### Supplied data

______

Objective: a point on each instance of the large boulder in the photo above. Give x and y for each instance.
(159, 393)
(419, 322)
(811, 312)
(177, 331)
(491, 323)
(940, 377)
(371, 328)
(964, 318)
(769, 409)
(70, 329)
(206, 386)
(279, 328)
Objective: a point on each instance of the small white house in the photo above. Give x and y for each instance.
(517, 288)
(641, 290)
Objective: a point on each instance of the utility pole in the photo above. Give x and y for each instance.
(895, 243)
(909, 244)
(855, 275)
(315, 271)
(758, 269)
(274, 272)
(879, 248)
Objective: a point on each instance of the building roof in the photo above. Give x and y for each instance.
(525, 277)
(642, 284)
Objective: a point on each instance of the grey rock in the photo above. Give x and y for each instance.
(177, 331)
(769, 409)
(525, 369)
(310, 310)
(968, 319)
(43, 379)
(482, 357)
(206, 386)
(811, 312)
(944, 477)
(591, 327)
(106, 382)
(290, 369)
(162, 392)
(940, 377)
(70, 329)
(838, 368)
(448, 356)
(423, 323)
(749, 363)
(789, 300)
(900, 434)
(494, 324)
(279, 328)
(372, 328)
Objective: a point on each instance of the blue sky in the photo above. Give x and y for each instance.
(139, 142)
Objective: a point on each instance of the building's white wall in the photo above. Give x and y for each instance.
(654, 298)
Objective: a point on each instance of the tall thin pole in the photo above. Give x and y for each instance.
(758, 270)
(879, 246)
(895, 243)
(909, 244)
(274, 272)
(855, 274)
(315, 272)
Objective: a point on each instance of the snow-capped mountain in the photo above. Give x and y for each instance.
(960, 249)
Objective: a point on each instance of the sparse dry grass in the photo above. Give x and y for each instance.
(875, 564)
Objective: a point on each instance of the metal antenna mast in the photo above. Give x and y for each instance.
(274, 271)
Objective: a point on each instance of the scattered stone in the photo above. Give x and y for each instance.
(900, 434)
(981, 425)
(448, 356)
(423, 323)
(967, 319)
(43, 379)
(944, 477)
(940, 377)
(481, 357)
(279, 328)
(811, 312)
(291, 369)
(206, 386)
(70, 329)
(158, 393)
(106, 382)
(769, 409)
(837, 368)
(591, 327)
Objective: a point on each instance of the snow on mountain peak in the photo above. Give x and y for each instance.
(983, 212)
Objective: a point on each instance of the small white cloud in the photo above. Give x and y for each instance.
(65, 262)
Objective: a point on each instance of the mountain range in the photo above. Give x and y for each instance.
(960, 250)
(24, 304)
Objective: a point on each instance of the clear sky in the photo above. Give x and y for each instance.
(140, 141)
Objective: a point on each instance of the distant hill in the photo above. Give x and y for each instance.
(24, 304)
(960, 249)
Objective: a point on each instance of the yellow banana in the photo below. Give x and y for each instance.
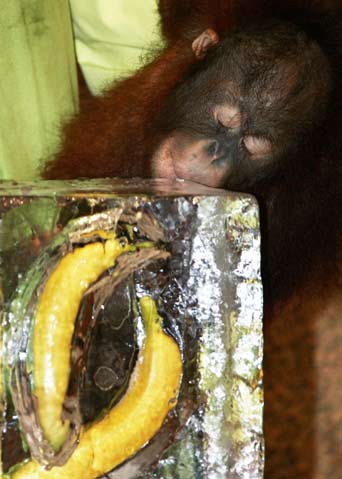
(54, 326)
(151, 394)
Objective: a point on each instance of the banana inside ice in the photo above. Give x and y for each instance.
(151, 394)
(54, 326)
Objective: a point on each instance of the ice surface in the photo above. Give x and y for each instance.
(207, 285)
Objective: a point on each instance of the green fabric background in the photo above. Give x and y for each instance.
(38, 80)
(37, 84)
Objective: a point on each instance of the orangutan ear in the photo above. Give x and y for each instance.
(203, 42)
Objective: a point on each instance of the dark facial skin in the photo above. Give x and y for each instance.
(252, 104)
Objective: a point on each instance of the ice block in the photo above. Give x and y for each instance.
(194, 253)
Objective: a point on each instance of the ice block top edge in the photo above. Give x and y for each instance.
(110, 186)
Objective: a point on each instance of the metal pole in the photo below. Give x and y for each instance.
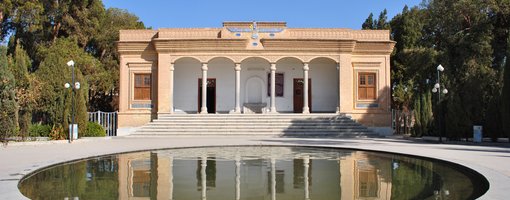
(439, 108)
(72, 107)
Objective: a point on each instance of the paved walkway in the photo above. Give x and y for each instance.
(17, 160)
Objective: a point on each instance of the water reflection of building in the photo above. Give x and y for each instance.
(367, 175)
(284, 175)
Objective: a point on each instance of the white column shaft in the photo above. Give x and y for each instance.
(273, 179)
(203, 109)
(204, 176)
(273, 88)
(306, 109)
(237, 109)
(171, 89)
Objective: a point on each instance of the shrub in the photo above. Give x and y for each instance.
(57, 133)
(94, 130)
(39, 130)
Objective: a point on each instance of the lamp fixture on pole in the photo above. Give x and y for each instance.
(437, 88)
(75, 86)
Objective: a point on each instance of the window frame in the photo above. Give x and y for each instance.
(362, 89)
(141, 87)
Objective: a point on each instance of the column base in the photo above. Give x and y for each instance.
(272, 110)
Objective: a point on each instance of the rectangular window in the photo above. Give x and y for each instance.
(366, 86)
(142, 87)
(278, 84)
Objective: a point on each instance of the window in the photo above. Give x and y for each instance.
(278, 84)
(142, 87)
(366, 86)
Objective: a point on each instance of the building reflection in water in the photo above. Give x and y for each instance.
(234, 174)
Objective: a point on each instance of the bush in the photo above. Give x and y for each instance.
(94, 130)
(57, 133)
(39, 130)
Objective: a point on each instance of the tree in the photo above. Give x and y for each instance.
(369, 23)
(55, 102)
(7, 99)
(505, 97)
(26, 89)
(101, 47)
(382, 23)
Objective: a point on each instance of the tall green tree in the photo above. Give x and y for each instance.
(26, 88)
(505, 97)
(56, 101)
(101, 47)
(369, 23)
(7, 99)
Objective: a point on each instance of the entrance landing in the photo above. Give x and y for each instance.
(291, 125)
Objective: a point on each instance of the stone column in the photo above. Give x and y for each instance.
(338, 96)
(203, 110)
(171, 89)
(273, 88)
(203, 175)
(273, 179)
(164, 82)
(306, 162)
(306, 109)
(237, 109)
(124, 85)
(238, 177)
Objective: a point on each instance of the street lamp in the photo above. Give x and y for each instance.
(437, 88)
(76, 85)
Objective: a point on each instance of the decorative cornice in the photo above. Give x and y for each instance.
(374, 47)
(309, 45)
(173, 45)
(135, 47)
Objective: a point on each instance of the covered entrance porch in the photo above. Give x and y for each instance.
(250, 85)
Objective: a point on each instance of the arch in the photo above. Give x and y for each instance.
(334, 59)
(289, 58)
(212, 59)
(255, 58)
(182, 58)
(254, 90)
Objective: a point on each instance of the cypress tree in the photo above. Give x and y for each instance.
(417, 117)
(7, 99)
(505, 96)
(369, 23)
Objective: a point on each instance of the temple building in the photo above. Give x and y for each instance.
(255, 68)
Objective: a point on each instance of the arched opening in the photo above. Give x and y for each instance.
(187, 71)
(254, 72)
(291, 71)
(221, 69)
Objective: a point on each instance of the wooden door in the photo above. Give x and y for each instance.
(211, 95)
(299, 94)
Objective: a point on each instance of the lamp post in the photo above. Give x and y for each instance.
(76, 85)
(437, 88)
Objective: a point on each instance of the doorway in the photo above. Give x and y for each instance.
(299, 94)
(211, 95)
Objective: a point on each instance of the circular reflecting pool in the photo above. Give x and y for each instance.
(255, 173)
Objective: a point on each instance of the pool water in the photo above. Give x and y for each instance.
(250, 172)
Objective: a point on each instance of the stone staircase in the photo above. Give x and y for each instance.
(292, 125)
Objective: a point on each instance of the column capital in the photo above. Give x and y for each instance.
(305, 67)
(204, 67)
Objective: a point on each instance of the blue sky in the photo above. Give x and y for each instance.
(297, 13)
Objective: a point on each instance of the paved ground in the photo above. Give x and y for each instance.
(17, 160)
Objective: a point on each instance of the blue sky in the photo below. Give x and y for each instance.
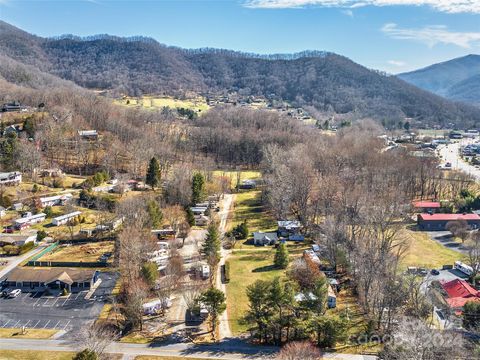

______

### What to work on
Set down every record exactly as written, but drop the pictures.

### Exercise response
Objective: a point on each instance of the large boulder in the photo above. Give x and y for each instance.
(159, 393)
(419, 322)
(811, 312)
(177, 331)
(491, 323)
(940, 377)
(371, 328)
(964, 318)
(769, 409)
(70, 329)
(206, 386)
(279, 328)
Objective: a point on each instance of the small white house in the photo above. Give x and y for each instance.
(517, 288)
(641, 290)
Objective: a point on each instance of the utility pole in the photo above. Give x and y for each instance.
(895, 243)
(909, 244)
(855, 275)
(315, 271)
(758, 269)
(274, 272)
(879, 248)
Objective: a point on each instance of the building roof in the photo above. Give x and y for each instance.
(525, 277)
(642, 284)
Objective: a point on each instance of the grey rock in the photo above. Give x and y for each instance.
(177, 331)
(769, 409)
(525, 369)
(310, 310)
(968, 319)
(43, 379)
(482, 357)
(206, 386)
(811, 312)
(944, 477)
(591, 327)
(106, 382)
(290, 369)
(162, 392)
(940, 377)
(70, 329)
(838, 368)
(448, 356)
(423, 323)
(749, 363)
(789, 300)
(900, 434)
(494, 324)
(279, 328)
(372, 328)
Objective: a point on each instance of the blue sky in the photo above. Give x and y for each instance.
(139, 142)
Objective: a point on each instance of the building's white wall in the photo above. Give x and y for each instance.
(654, 298)
Objective: a point on each instance of the tall thin pole in the photo above. Give x and y for each instance.
(758, 270)
(879, 246)
(895, 243)
(909, 244)
(274, 272)
(855, 274)
(315, 272)
Objective: a point on each instance of the snow-capped mountain in the photo above. Give x and y for each instance.
(960, 249)
Objective: a point on each instance of the sparse dry grass in the photo above. Give x and y for each instance.
(875, 564)
Objective: a point on each instance of the metal antenna mast in the photo above. Give x and y for each instance.
(274, 271)
Objective: a point on each instance of the scattered stone in the photo above. Give x and y for each instance.
(900, 434)
(981, 425)
(448, 356)
(423, 323)
(967, 319)
(43, 379)
(944, 477)
(940, 377)
(481, 357)
(279, 328)
(811, 312)
(291, 369)
(206, 386)
(70, 329)
(158, 393)
(106, 382)
(769, 409)
(837, 368)
(591, 327)
Objective: a point on each instance of the snow on mountain peak in the photo above. Give x and y for each instance.
(983, 212)
Objective: a point on each instance of the small white cloud in the photo above. Give x and y for each instance.
(65, 262)
Objective: a point on each instance of the mountain range in the photo above. Give x and y for each instance.
(960, 250)
(24, 304)
Objective: a point on each instance of the clear sky in the photo above. Give x and y for each instance.
(140, 141)
Objective: a point on each instance of the distant hill in the photo above. Give x and y for each instance.
(24, 304)
(960, 249)
Objective: a point on each instance of the yellow banana in the photo below. Give x and y for each instance.
(54, 326)
(151, 394)
Objective: a point on each instance of the banana inside ice in the photo above. Give x and y for each instance.
(151, 394)
(54, 326)
Objective: a point on each instance of the ice surface in the photo above. Give x and y for each instance.
(207, 285)
Objective: a point on each instance of the green fabric background in the photo above. Give x and y for each instance.
(38, 80)
(37, 84)
Objective: a point on each instance of the orangutan ear in the photo above. Give x and y for each instance.
(203, 42)
Objective: a point on each instance of the dark facial skin in the photo above. Give x and y for each instance.
(252, 104)
Objective: a point on each instance of the ice block in the photo above. Give x and y for each instance.
(194, 253)
Objective: a point on each instance of the ice block top edge in the photo above. Give x and y for each instance.
(110, 186)
Objective: a point on each instance of the metal pole in the photo below. Give x and y for each instance.
(439, 108)
(72, 107)
Objective: a point on each instance of the paved walkway in the photo above. Give x and y for each instance.
(17, 160)
Objective: a point on each instance of the water reflection of building in the photo above. Give x and y for each instance.
(367, 175)
(284, 175)
Objective: a point on each instance of the white column shaft in the photo above. Give x and y for each instance.
(273, 179)
(203, 109)
(204, 176)
(273, 88)
(306, 109)
(237, 109)
(171, 89)
Objective: a point on each instance of the shrub in the photo above. Give x and y for each instance.
(57, 133)
(94, 130)
(39, 130)
Objective: a point on each instance of the lamp fixture on pole in the photo above. Give x and y for each instance.
(437, 88)
(75, 86)
Objective: a point on each instance of the window frame in the photo above. Give x and y for each instance.
(362, 89)
(141, 87)
Objective: a point on each instance of the column base in the photo above. Give x and y for each instance.
(272, 110)
Objective: a point on each instance of the rectangular window in the photo above. Give x and y for each instance.
(366, 86)
(142, 87)
(278, 84)
Objective: a point on each instance of the window in the photo above. Give x and y for each instance.
(278, 84)
(142, 87)
(366, 86)
Objective: a point on each instance of the building reflection in water in the photo above. Give x and y for each instance.
(234, 174)
Objective: a point on each instance of the bush in the photo above. Give x and y for each instance.
(94, 130)
(57, 133)
(39, 130)
Objective: a point on each instance of the tree in the photo above. Give x and y for each instance.
(369, 23)
(55, 102)
(7, 99)
(505, 97)
(26, 89)
(101, 47)
(382, 23)
Objective: a point on each instance of the tall green tree in the photo above. Give x and y for each instance.
(26, 88)
(505, 97)
(56, 101)
(101, 47)
(369, 23)
(7, 99)
Objective: a point on each instance of the entrance landing in the photo above. Give x and y for each instance.
(291, 125)
Objective: a point on each instance of the stone column in the photo above. Give x and y for each instance.
(338, 96)
(203, 110)
(171, 89)
(273, 88)
(203, 175)
(273, 179)
(164, 82)
(306, 162)
(306, 109)
(237, 109)
(124, 85)
(238, 177)
Objective: a point on each instance of the street lamp in the photo above. Give x and y for each instance.
(437, 88)
(76, 85)
Objective: a point on each instance of the decorative cornice in the photo above. Give x and y for each instance.
(374, 47)
(309, 45)
(173, 45)
(135, 47)
Objective: a point on each instance of the covered entrance porch in the photo above. Give x and y for each instance.
(250, 85)
Objective: a point on each instance of the arch in the photo above. Give x and y for each instance.
(334, 59)
(289, 58)
(212, 59)
(255, 58)
(182, 58)
(254, 90)
Objective: a point on each instance of the cypress tree in the photo above. Give x and y for each instance.
(417, 117)
(7, 99)
(505, 96)
(369, 23)
Objective: a point on each instance of the temple building in the photo above. Give x and y for each instance.
(255, 68)
Objective: a point on each instance of the arched opening in the photo above. Give x and y for each instance.
(187, 71)
(254, 72)
(291, 71)
(221, 69)
Objective: a point on each instance of the wooden door in the photo above. Give x and y for each instance.
(211, 95)
(299, 94)
Objective: a point on each instance of the lamp post in the photo above. Give x and y for each instance.
(76, 85)
(437, 88)
Objective: a point on each instance of the doorway in the photo above. Give x and y for each instance.
(299, 94)
(211, 95)
Objective: a point on each instance of the circular reflecting pool in the photo above. Give x and y for each instance.
(255, 173)
Objective: a point on each instance of the pool water in the photo above. Give x and y for each instance.
(250, 172)
Objective: a point on each instance of the stone staircase in the photo above. Give x and y for each instance.
(292, 125)
Objective: a point on each instance of the column capital in the photo above. Give x and y for each instance.
(305, 67)
(204, 67)
Objective: a point on each instance of the blue sky in the photo above. Give x and y for each instance.
(297, 13)
Objective: a point on each instance of the paved ground in the photo above. Give x and y for each instance.
(17, 160)
Objective: a point on each instance of the blue sky in the photo below. Give x and y for each instance.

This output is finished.